[Stored records]
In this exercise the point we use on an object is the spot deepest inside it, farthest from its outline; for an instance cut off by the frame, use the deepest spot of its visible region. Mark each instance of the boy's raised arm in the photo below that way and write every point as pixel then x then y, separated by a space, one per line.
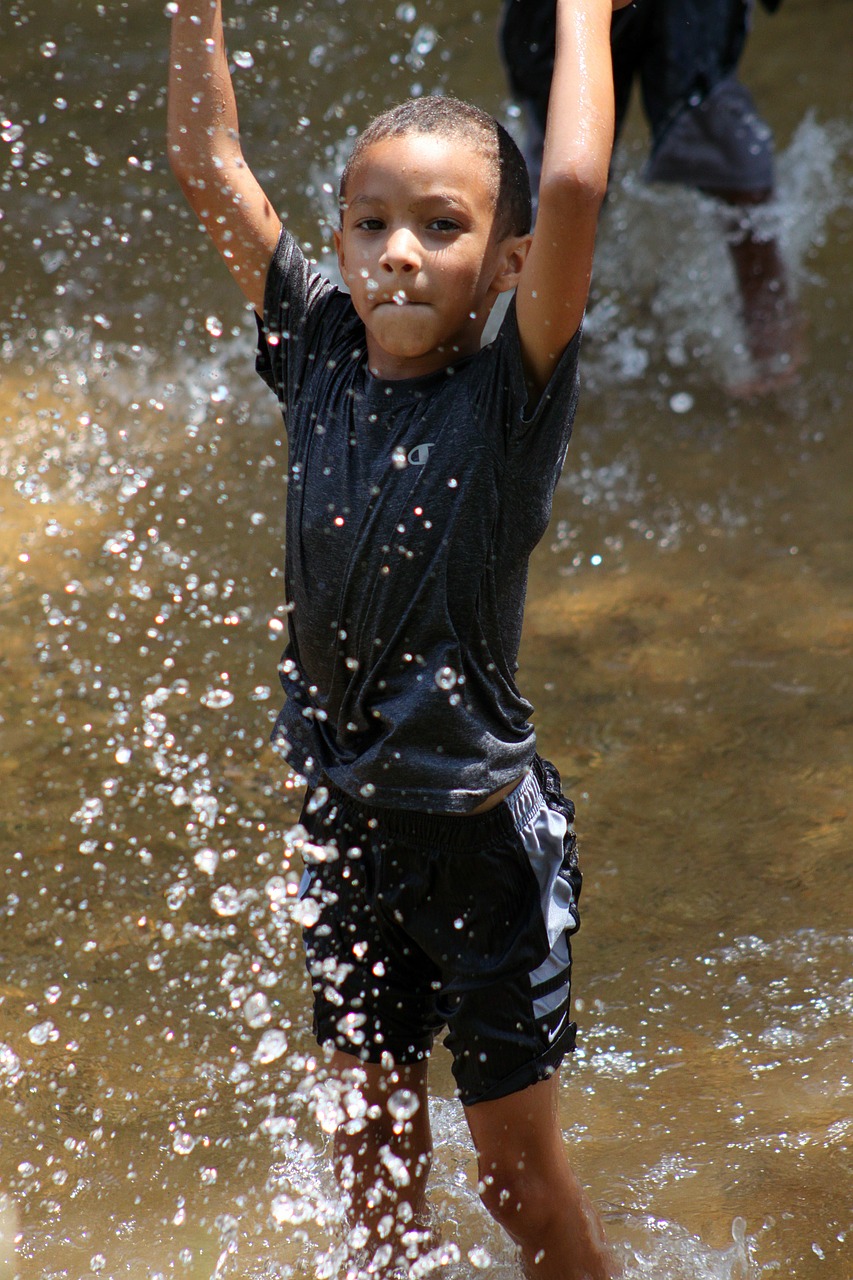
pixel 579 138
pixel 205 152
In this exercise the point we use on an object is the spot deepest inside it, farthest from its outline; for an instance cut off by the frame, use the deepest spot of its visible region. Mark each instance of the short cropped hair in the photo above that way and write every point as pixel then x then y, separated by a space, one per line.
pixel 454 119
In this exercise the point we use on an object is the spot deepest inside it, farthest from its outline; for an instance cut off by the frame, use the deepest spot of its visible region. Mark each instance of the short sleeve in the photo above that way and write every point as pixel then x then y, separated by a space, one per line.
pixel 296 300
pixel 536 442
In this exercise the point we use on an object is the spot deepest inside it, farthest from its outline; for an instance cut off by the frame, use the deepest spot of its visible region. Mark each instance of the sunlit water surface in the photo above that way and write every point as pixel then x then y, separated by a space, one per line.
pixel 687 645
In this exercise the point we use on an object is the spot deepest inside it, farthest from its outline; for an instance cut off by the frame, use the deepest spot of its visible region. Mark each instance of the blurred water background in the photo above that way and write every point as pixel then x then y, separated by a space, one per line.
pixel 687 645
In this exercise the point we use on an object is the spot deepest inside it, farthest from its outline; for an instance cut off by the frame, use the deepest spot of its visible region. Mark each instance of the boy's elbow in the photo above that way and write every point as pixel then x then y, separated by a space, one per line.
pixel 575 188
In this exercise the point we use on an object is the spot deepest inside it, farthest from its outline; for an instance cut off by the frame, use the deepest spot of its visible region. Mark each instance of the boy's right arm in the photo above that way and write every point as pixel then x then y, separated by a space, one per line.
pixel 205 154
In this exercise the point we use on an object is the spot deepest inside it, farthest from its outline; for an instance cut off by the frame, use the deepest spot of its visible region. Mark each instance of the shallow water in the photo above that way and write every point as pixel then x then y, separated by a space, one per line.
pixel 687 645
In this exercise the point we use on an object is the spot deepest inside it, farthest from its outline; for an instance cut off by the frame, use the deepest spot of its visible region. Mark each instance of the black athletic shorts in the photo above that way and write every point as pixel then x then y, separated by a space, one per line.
==
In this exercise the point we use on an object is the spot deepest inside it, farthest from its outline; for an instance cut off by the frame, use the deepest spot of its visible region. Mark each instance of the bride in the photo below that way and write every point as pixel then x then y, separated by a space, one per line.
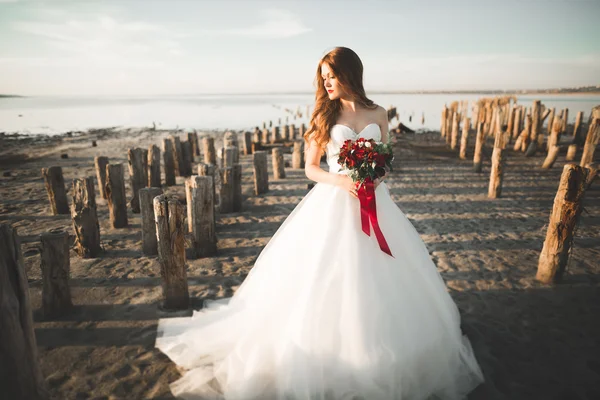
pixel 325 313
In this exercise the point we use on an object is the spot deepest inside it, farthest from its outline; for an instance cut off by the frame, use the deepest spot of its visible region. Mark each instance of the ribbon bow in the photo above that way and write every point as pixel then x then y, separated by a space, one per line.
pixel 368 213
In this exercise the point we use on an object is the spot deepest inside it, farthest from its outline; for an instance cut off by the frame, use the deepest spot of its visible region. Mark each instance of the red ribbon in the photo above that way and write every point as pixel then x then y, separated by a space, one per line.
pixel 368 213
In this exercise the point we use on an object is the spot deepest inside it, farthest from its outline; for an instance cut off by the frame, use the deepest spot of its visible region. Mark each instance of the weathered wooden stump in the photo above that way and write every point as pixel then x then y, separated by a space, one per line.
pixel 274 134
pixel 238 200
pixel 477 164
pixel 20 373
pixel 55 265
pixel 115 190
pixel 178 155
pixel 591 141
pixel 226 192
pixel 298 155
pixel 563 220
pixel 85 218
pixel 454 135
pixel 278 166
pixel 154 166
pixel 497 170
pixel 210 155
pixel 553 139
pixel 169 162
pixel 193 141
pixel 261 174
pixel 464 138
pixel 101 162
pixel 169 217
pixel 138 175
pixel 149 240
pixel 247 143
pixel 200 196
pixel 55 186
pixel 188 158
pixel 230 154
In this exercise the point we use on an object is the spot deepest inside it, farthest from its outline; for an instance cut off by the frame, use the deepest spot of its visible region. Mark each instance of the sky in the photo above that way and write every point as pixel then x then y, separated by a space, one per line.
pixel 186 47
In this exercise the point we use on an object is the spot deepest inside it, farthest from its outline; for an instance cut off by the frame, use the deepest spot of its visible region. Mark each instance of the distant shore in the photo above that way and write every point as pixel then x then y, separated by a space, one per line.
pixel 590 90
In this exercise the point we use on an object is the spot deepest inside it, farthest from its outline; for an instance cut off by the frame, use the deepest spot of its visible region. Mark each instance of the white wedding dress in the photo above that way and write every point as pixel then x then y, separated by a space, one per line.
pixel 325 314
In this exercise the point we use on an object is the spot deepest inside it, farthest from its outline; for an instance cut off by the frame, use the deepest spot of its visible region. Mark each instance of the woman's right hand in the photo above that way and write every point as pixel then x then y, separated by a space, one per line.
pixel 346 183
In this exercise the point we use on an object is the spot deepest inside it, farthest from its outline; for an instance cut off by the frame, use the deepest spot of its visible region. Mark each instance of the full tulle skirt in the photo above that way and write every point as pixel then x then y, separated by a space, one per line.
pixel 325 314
* * *
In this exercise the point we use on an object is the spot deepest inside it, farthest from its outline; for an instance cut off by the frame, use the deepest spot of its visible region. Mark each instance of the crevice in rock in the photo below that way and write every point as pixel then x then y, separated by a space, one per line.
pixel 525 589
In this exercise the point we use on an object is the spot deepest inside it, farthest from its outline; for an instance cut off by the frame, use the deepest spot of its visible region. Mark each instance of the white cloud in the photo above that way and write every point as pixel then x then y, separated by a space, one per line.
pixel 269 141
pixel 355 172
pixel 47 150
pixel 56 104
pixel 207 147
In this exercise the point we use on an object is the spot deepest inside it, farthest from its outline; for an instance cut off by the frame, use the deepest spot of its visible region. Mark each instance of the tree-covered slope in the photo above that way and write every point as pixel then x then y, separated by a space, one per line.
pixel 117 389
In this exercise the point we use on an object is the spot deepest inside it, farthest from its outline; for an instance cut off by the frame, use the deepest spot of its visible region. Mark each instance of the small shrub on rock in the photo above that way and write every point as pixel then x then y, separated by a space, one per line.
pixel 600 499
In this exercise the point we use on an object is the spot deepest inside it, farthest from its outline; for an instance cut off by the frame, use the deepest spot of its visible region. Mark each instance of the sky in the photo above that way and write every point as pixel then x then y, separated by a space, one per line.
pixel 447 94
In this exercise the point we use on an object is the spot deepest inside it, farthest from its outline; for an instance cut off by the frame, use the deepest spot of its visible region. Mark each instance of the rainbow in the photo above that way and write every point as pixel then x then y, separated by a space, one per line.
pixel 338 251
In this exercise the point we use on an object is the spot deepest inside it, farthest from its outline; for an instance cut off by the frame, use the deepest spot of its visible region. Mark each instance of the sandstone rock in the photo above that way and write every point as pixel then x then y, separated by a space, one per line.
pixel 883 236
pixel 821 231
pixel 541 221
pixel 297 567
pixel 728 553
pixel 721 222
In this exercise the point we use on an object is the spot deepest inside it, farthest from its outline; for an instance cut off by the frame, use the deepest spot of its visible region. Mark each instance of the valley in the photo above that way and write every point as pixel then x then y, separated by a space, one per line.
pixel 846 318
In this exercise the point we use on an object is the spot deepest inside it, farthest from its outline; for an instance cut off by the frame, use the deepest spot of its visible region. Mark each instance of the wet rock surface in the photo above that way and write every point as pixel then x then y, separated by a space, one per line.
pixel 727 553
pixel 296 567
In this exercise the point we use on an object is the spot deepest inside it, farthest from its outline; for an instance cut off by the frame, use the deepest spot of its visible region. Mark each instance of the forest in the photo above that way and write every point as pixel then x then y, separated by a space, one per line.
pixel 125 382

» **Task objective**
What is needed is a verbatim copy of every line in the records above from the one containing "of the shallow" down to the one containing "of the black", both included, and nothing more.

» **Completed task**
In this exercise the point we use on an object is the spot deepest inside it, farthest from its outline; for an instance cut off by the frame, use the deepest spot of its visible region. Mark each instance of the shallow water in the photo above that way and write every point as pixel then x then y, separated by a space, one per line.
pixel 687 645
In this exercise the point we use on an object is the spot deepest inside it, farthest from its outline; for an instance cut off by the frame, use the deepest spot of its visible region. Mark each instance of the black athletic shorts in the photo above that way and write every point as pixel then x then y, separated by a space, one per line.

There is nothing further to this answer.